START Excerpted records

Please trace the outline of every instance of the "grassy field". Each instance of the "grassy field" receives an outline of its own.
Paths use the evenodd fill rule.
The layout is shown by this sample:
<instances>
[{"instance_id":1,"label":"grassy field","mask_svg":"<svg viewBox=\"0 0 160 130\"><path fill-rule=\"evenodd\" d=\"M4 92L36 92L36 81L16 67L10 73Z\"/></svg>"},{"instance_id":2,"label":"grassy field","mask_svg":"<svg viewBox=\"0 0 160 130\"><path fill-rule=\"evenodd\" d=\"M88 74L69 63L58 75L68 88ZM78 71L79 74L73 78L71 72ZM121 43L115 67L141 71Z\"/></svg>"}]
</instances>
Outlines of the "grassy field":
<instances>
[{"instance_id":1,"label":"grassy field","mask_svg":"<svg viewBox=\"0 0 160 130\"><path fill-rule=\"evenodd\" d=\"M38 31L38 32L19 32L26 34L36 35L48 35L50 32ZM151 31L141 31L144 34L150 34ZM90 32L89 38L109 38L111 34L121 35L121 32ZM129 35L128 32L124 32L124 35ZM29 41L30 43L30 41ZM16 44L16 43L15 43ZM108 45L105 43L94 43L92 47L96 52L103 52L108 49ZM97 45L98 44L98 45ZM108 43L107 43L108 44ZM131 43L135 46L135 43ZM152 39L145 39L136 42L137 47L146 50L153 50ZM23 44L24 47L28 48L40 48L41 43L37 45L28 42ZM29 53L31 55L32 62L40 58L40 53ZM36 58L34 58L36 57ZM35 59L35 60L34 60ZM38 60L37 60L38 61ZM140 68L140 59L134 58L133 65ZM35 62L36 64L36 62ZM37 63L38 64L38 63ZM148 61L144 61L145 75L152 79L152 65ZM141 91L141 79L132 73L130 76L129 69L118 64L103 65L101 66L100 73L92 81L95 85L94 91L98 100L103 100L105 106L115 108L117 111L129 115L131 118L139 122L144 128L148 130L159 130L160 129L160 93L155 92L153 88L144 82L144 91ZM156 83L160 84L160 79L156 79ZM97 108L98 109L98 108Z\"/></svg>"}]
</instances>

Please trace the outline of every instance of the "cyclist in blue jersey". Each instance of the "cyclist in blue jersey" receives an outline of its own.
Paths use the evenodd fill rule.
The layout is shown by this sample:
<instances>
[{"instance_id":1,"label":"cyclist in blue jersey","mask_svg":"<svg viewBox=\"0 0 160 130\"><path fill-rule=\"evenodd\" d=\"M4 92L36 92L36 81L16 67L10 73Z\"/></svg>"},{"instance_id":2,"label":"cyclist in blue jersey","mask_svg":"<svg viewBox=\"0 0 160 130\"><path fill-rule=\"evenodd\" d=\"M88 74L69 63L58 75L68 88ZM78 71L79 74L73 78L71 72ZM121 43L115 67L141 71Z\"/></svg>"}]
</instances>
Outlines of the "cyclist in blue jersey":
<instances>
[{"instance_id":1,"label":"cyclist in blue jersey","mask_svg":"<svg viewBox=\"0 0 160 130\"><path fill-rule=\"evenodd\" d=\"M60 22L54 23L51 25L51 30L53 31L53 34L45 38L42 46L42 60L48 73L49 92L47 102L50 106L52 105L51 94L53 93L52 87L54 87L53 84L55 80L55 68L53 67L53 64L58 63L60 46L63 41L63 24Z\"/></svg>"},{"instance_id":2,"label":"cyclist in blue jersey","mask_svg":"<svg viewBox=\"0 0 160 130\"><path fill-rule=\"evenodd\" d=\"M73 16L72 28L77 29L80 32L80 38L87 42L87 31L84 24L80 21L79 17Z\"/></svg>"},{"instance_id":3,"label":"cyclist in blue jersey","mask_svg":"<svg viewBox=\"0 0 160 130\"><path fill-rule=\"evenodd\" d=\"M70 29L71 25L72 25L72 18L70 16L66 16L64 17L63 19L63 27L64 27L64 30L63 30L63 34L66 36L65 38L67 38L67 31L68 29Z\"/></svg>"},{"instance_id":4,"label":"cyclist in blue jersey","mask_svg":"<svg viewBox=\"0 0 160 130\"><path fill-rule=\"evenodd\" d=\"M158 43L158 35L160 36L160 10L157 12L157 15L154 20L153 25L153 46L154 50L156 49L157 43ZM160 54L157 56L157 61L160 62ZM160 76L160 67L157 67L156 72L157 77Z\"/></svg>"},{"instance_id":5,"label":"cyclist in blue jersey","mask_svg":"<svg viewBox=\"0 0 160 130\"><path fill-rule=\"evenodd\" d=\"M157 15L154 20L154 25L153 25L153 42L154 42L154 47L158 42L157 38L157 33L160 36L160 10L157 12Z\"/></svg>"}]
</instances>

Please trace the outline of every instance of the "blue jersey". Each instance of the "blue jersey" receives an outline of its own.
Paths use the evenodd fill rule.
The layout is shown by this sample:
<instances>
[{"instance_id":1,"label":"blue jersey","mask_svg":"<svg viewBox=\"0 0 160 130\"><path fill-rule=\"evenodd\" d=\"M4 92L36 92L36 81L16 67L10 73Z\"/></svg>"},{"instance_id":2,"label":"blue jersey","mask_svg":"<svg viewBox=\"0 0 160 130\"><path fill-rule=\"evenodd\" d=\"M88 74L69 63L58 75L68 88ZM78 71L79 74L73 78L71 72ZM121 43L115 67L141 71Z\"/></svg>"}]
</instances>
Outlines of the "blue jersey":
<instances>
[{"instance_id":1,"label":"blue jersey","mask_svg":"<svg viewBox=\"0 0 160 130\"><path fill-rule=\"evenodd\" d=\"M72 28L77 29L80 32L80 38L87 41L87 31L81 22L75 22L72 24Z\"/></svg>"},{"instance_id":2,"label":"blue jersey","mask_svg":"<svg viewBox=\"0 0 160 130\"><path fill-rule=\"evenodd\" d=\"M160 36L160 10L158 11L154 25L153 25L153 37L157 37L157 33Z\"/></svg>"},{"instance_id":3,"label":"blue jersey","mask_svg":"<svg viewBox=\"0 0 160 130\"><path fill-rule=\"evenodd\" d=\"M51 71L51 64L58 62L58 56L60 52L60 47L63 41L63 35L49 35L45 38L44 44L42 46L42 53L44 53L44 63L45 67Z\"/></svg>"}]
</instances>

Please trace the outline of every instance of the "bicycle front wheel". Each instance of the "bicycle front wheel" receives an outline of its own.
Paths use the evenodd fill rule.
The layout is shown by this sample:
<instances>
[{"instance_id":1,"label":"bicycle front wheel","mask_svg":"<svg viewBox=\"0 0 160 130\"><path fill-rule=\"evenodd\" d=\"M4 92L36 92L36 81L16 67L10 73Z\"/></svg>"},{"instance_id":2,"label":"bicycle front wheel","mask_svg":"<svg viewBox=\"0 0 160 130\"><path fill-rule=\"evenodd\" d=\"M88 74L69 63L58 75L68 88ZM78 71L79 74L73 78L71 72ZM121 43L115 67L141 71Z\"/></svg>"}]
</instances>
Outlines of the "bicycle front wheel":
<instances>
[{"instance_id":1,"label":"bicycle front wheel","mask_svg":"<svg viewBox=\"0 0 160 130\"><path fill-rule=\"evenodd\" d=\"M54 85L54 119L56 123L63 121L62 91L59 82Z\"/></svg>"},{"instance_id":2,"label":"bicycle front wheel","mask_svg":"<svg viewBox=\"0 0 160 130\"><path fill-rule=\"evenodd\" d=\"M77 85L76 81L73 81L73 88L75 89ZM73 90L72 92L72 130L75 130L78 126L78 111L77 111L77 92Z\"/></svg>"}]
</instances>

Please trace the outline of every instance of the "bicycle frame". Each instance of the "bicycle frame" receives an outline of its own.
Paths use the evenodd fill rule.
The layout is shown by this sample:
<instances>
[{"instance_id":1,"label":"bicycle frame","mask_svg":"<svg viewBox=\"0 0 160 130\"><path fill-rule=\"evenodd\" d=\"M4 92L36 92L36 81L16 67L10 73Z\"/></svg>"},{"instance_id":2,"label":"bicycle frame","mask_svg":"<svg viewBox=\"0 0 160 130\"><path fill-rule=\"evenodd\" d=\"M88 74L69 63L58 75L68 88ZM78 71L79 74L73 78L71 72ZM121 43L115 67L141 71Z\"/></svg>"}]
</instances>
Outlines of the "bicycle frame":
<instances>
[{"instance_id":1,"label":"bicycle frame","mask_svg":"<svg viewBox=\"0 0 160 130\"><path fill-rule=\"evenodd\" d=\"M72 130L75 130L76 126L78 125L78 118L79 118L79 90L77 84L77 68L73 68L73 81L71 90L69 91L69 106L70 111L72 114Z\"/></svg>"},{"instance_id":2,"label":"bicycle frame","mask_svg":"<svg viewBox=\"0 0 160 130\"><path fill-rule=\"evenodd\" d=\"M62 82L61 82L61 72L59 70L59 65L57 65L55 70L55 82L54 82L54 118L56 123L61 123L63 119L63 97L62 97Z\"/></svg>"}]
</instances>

END Excerpted records

State how many lines in the entries above contain the word "Please". Give only the number.

5